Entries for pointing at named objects
-- BEGIN --

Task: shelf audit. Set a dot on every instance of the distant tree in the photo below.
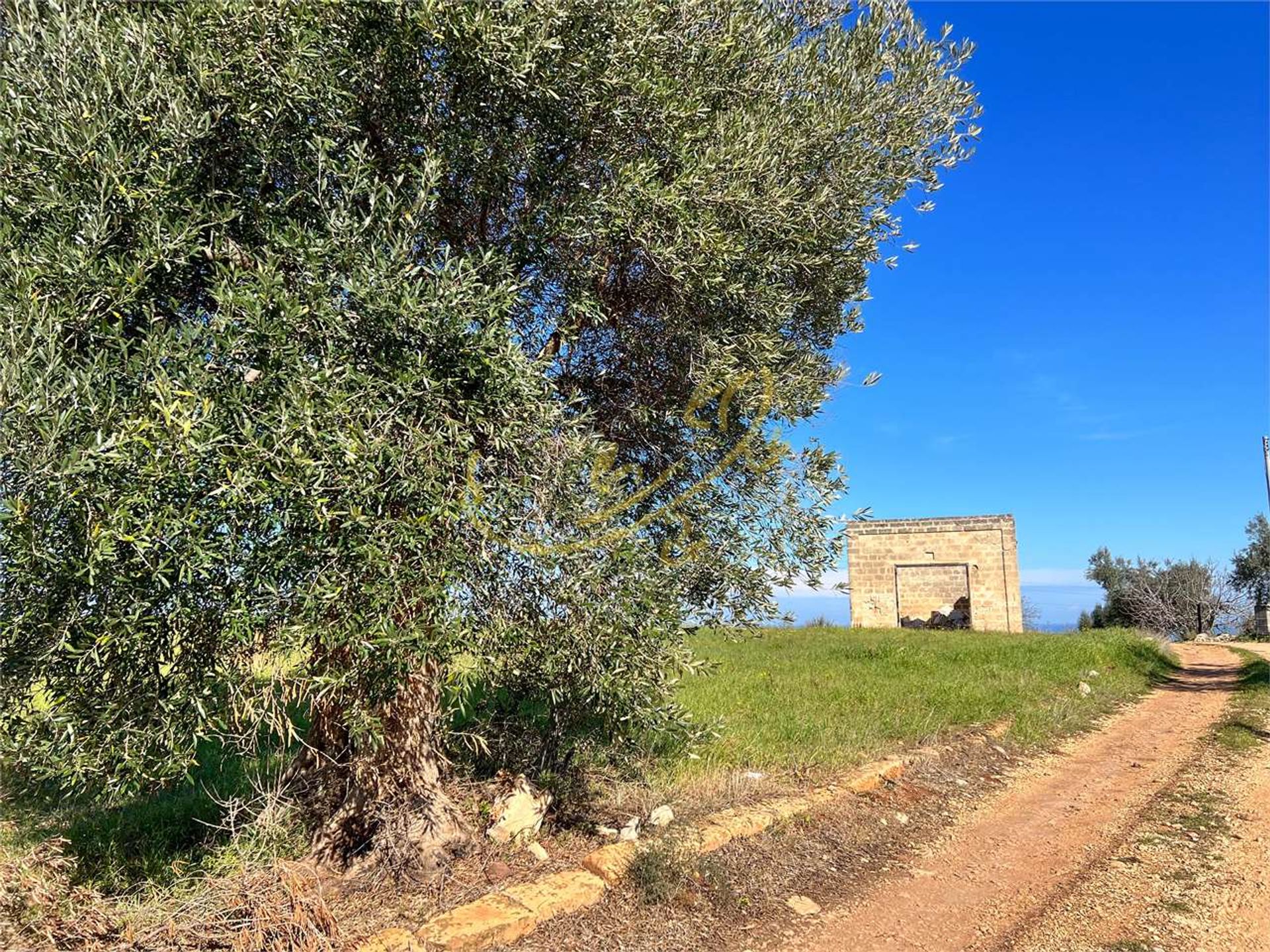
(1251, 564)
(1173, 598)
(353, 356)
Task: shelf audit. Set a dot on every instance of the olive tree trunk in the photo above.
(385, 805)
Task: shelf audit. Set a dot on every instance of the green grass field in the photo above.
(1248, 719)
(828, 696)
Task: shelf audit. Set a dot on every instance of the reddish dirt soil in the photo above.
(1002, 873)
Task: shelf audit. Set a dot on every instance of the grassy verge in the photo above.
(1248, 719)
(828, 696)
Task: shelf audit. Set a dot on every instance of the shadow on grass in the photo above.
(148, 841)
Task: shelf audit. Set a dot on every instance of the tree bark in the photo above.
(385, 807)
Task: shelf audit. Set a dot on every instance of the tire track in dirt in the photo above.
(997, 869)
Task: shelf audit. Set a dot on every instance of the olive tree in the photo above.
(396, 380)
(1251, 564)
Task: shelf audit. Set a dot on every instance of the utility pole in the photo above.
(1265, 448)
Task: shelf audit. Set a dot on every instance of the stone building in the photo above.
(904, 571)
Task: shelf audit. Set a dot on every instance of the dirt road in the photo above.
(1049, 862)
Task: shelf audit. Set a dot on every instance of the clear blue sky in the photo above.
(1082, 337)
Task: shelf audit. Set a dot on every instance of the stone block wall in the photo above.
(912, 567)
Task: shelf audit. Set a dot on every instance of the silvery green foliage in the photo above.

-- END --

» WRITTEN INSTRUCTION:
Lay out all of the material above as a JSON list of strings, one string per line, with blank lines left out. Leave the pictures out of your answer.

» CORRECT RESULT:
[
  "Task: shelf audit. Set a dot on every instance of the distant tree in the photo below.",
  "(1251, 564)",
  "(1173, 598)",
  "(353, 356)",
  "Task: shelf audit. Set a dot on every instance of the olive tree trunk in the photo above.",
  "(385, 805)",
  "Task: shelf audit. Set a dot on every instance of the green grass field in the photo above.",
  "(1248, 719)",
  "(828, 696)",
  "Task: shelf audit. Set a dot on every instance of the reddish dirt soil in the photo above.",
  "(1002, 873)",
  "Task: shelf audit. Set a dot on every instance of the grassy verge in the photo above.",
  "(1248, 719)",
  "(828, 696)",
  "Task: shelf audit. Set a dot on every instance of the shadow on grass in the photo above.",
  "(148, 841)",
  "Task: shelf audit. Set a dot on every instance of the tree bark in the photo above.",
  "(385, 807)",
  "Task: shelf audit. Set a dot on every instance of the tire track in dirt in the photo above.",
  "(997, 869)",
  "Task: shelf audit. Set a dot on every instance of the olive tree in the photo above.",
  "(396, 380)",
  "(1251, 564)",
  "Task: shelf audit. Set a dot on every instance of the utility pole in the photo above.",
  "(1265, 448)",
  "Task: shelf audit. Set a dot on every instance of the stone building in the photo above.",
  "(904, 571)",
  "Task: shelf audit. Set a dot on every instance of the dirt road in the photo above.",
  "(1049, 862)",
  "Task: shelf audit. Set a dot on every instance of the clear blue sky in the photo above.",
  "(1082, 337)",
  "Task: shelf audit. Set a dot on every instance of the stone block wall in the photo above.",
  "(912, 567)",
  "Task: shelf audit. Set a dot on every instance of the silvery green foliage in the photo above."
]